* start Raw records *
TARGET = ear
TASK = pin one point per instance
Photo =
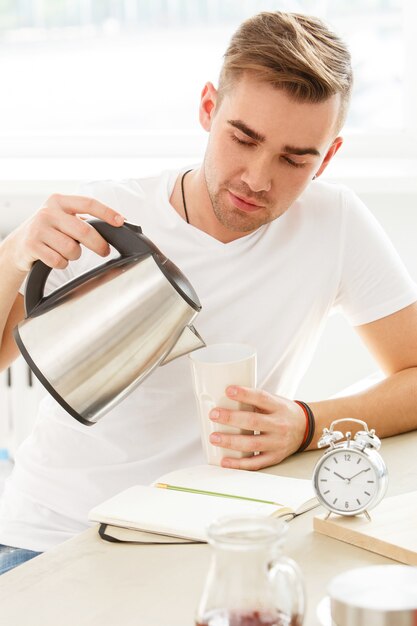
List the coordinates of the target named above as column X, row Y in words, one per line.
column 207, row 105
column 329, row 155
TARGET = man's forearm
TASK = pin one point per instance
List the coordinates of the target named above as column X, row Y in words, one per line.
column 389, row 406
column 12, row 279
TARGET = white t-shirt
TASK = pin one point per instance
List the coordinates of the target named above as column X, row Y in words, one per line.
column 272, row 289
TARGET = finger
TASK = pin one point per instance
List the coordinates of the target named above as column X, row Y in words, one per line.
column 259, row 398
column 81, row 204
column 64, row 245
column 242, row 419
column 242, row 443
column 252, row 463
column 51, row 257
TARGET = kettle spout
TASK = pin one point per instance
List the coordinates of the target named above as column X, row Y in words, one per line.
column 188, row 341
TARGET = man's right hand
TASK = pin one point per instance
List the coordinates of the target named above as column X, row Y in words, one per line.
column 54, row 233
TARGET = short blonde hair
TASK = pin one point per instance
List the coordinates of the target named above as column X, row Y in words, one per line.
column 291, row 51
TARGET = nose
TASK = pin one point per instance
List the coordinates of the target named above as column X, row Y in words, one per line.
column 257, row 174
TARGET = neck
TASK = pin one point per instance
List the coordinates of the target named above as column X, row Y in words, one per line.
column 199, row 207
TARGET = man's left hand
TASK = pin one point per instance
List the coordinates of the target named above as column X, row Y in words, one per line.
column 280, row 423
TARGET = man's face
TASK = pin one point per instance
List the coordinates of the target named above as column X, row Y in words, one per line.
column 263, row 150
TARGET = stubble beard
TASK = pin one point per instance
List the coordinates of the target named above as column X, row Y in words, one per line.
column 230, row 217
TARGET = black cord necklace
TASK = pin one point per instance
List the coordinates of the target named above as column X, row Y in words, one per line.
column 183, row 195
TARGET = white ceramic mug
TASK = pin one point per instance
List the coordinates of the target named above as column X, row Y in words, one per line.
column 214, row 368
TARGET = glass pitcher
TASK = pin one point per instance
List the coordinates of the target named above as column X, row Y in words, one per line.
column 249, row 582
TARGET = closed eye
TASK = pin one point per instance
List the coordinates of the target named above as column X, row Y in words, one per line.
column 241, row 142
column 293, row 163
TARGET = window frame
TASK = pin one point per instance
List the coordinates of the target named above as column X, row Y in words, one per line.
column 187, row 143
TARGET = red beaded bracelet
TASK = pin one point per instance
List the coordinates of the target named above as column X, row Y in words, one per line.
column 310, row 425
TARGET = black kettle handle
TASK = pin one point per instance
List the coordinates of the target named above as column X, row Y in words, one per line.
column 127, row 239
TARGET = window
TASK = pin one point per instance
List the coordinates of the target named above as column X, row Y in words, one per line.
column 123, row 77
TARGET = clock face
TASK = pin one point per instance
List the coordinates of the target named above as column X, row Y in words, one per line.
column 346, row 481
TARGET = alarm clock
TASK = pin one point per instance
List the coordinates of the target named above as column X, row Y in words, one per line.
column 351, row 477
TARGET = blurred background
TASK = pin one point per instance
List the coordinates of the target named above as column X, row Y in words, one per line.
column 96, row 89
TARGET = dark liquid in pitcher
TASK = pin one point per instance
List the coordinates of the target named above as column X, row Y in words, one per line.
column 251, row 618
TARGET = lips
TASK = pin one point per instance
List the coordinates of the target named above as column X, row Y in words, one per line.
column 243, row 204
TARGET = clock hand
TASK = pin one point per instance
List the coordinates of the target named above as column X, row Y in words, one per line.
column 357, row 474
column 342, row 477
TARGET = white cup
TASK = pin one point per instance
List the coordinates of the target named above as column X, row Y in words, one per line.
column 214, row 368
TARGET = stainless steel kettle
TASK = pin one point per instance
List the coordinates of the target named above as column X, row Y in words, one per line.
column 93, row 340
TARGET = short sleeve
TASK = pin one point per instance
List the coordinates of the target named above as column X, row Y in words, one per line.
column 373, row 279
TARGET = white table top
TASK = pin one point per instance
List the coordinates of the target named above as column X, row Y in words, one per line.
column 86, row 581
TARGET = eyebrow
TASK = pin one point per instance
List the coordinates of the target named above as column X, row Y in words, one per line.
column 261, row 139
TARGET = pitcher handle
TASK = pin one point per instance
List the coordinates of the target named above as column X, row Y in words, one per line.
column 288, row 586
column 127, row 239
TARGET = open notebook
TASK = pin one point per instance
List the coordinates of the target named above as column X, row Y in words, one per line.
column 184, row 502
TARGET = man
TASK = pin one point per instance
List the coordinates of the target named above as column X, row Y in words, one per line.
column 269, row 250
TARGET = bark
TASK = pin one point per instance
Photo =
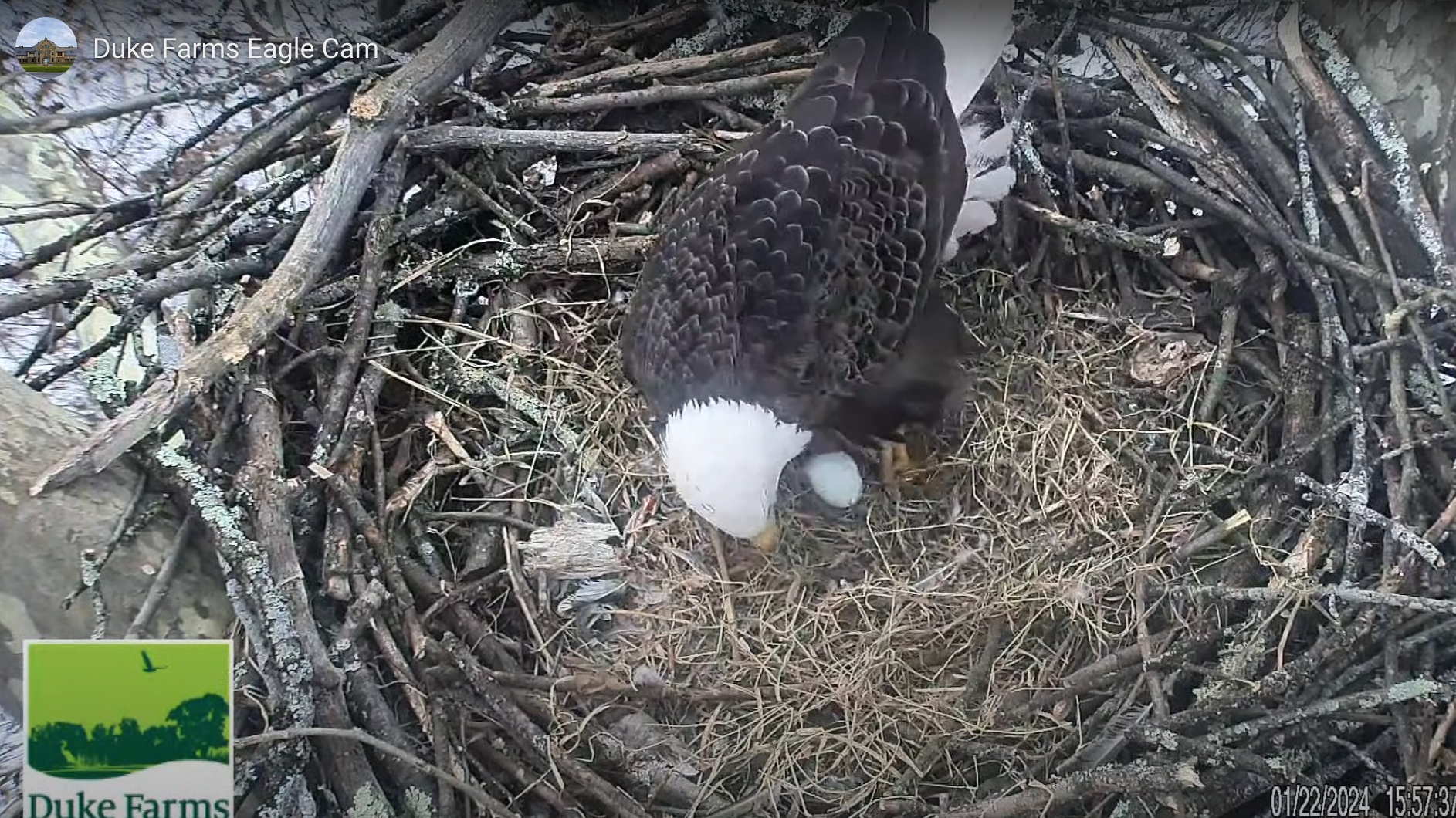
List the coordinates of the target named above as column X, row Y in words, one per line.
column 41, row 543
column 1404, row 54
* end Raw records *
* start Raw records *
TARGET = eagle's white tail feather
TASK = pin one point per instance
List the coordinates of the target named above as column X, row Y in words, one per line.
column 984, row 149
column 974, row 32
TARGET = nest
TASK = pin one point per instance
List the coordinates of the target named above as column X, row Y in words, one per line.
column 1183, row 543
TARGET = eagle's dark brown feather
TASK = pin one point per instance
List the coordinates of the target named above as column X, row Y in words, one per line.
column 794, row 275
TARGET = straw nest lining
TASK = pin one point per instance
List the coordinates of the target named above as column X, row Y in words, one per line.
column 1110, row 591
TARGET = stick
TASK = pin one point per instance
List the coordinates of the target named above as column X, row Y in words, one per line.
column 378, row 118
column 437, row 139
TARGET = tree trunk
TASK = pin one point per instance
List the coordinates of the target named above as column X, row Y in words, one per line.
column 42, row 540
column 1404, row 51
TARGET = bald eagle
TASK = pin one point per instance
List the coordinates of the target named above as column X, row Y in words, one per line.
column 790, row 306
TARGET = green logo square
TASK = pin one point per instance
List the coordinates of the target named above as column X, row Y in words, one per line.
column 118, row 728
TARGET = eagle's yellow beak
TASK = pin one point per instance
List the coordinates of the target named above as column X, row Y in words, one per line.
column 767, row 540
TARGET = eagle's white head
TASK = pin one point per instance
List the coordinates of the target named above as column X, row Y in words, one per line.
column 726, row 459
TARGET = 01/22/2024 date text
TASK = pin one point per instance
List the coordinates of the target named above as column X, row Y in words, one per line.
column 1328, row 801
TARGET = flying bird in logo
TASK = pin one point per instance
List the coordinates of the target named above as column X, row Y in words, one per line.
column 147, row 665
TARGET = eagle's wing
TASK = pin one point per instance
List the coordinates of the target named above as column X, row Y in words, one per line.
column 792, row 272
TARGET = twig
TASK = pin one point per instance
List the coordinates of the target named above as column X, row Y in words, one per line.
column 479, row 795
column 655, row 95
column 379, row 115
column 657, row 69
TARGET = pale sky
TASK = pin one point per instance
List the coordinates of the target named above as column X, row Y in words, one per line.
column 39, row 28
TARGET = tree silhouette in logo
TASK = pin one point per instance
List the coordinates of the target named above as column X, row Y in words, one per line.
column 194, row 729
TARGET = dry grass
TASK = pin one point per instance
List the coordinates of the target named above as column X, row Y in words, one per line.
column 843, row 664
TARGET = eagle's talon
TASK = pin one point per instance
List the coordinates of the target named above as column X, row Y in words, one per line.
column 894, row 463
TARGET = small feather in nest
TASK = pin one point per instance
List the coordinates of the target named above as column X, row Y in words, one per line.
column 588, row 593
* end Raw records *
### Written problem
Could you write out, line for line and without any change, the stretch of the entries that opens with the line containing "TARGET = red beaded bracelet" and closes with the line containing "column 243, row 204", both of those lines included?

### Response to this exercise
TARGET = red beaded bracelet
TASK = pin one point per instance
List the coordinates of the target named above as column X, row Y in words, one per line.
column 310, row 425
TARGET = black kettle handle
TASK = pin one point per instance
List the coordinates of the target named above as column X, row Y in words, one per line.
column 127, row 239
TARGET = window
TASK = pin one point per instance
List the coordinates of the target named above as column X, row Y in words, one per line.
column 123, row 77
TARGET = clock face
TASK = pin one point per instance
List the coordinates of the target named above as column X, row Y in words, one per line.
column 346, row 481
TARGET = alarm clock
TASK = pin one point per instance
List the coordinates of the target named above as column X, row Y in words, one per line.
column 351, row 477
TARGET = blurred background
TASK = pin one point per instance
List the coordinates of the target named above as column X, row Y in words, one per line.
column 96, row 89
TARGET = dark liquid in pitcher
TASK = pin one point per instance
List the coordinates of the target named above as column X, row Y in words, one per line.
column 251, row 618
TARGET = lips
TASK = pin one point per instance
List the coordinates of the target named above as column X, row Y in words, one per line.
column 243, row 204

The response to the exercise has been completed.